Study material Block Start

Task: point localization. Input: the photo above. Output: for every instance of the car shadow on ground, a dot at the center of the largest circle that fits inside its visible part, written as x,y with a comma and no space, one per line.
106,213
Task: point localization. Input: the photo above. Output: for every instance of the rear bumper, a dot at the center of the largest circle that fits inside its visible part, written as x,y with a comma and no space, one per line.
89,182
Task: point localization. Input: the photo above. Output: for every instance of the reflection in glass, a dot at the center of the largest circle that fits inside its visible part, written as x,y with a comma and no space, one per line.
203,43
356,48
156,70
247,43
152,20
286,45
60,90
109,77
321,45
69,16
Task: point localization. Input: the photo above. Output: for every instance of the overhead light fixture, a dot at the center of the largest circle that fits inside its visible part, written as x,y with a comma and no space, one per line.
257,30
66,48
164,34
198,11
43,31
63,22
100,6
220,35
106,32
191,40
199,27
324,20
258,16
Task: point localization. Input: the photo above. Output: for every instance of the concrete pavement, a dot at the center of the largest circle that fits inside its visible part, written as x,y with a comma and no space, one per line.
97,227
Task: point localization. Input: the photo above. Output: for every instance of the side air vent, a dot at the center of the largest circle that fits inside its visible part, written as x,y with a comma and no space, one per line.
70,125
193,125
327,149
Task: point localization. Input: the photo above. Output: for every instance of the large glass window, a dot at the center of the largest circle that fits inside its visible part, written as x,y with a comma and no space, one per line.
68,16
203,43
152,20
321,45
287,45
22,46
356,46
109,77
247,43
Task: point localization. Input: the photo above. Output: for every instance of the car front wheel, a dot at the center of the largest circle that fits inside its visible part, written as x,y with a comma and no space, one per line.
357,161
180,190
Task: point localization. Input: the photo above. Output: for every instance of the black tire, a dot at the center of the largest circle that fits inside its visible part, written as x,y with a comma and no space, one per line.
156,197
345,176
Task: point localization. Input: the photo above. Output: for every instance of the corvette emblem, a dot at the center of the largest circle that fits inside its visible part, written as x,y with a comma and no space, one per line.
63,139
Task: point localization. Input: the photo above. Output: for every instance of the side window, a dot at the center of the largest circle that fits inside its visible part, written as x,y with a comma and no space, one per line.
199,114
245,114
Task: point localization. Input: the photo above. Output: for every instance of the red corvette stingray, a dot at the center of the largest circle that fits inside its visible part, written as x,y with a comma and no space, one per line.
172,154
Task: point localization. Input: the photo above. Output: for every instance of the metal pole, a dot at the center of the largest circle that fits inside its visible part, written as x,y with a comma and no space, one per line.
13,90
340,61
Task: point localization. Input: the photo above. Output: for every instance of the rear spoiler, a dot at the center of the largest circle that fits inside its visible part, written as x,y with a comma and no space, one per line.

Study material Block End

__Task item__
Everything in the records must be returned exactly.

__Output of the task__
Task: point localization. Input: the photo above. Output: for every instance of the car shadow on ground, a dot at the center of the largest circle that fits inside its visible part, written as x,y with a comma and no space, one per line.
106,213
Task: point localization. Input: the photo above. Output: for every instance of the rear bumper, a dot at the center of the largest circle that fits inside its visible part, written as x,y with a comma and no space, one per line.
89,182
Task: point localization. Input: the photo above. Output: for every instance of the reflection in glass, a dot at the center of the largest circle that fits inside its visible part, written as x,y with a comma and no space, one per line.
203,43
356,48
156,70
247,43
152,20
286,45
60,90
109,77
321,45
69,16
Task: point localization. Input: the photo above. Output: for every instance of the overhead light fixture, a dot at the center of the largest circle that fits inside its visible part, written as x,y with a comma and no space, one per line.
257,30
66,48
164,34
198,11
43,31
63,22
100,6
220,35
106,32
191,40
199,27
324,20
258,16
Task: point localization. Input: the photo above. Output: for every instance of the concrete pavement, a dot at the center of the largest circle that fits inside its visible part, written as x,y with a comma and no space, one per line.
97,227
Task: point localization. Input: the photo above. Output: for every instance of the side air vent, a dot at the center of the largest circle that fits inside its visible part, written as x,y with a comma and no space, one per line.
70,125
193,125
327,149
Task: point localization. Input: the photo above. Output: for every instance of the large glass window, a dot at the center of the largest circle that fits inside its visible part, written as x,y with a comma and no space, one per line.
68,16
203,43
152,20
321,45
287,45
22,46
356,46
109,77
247,43
Task: point localization. Input: the photo above. Output: for every instance of the car front wheel, a dot at the center of the largest circle that fits inside its visible part, written as x,y with a comma and no space, one per line.
357,161
180,190
Task: point localization. Input: the photo above. Output: for every instance of the black tire, a dot at the center of the largest circle that fits inside its visible part, written as x,y with a comma and no space, one per line.
156,197
345,176
Task: point localization. Input: the photo above. Output: for every instance of the corvette emblem, a dot at the center of the largest circle that fits inside its visible part, written as x,y with a comma and no space, one per line.
63,139
Task: point localization. Input: the photo above. Output: for every instance of the side window, a dot at the center of the largest circle that fits inside its visible part, written as x,y with a comma and no space, one per line.
199,114
245,114
Task: point localization. Input: the photo above. Output: for every instance of the red corvette stingray, a dot at the center of the largest circle that fits inside its visible part, written as x,y with a comma and no space, one per line.
172,154
Task: point localization. Input: the photo above. Output: for every instance of the metal pole, a dot at the center of the largest circle that fits inside its visible part, written as x,y with a comma and no space, one per line.
13,90
340,61
Task: point localization. Input: the photo above. Output: for every instance of the rear spoiler, a dot at the center of the largest circle that fits inside its visible part, written as x,y with a comma and no space, one per line.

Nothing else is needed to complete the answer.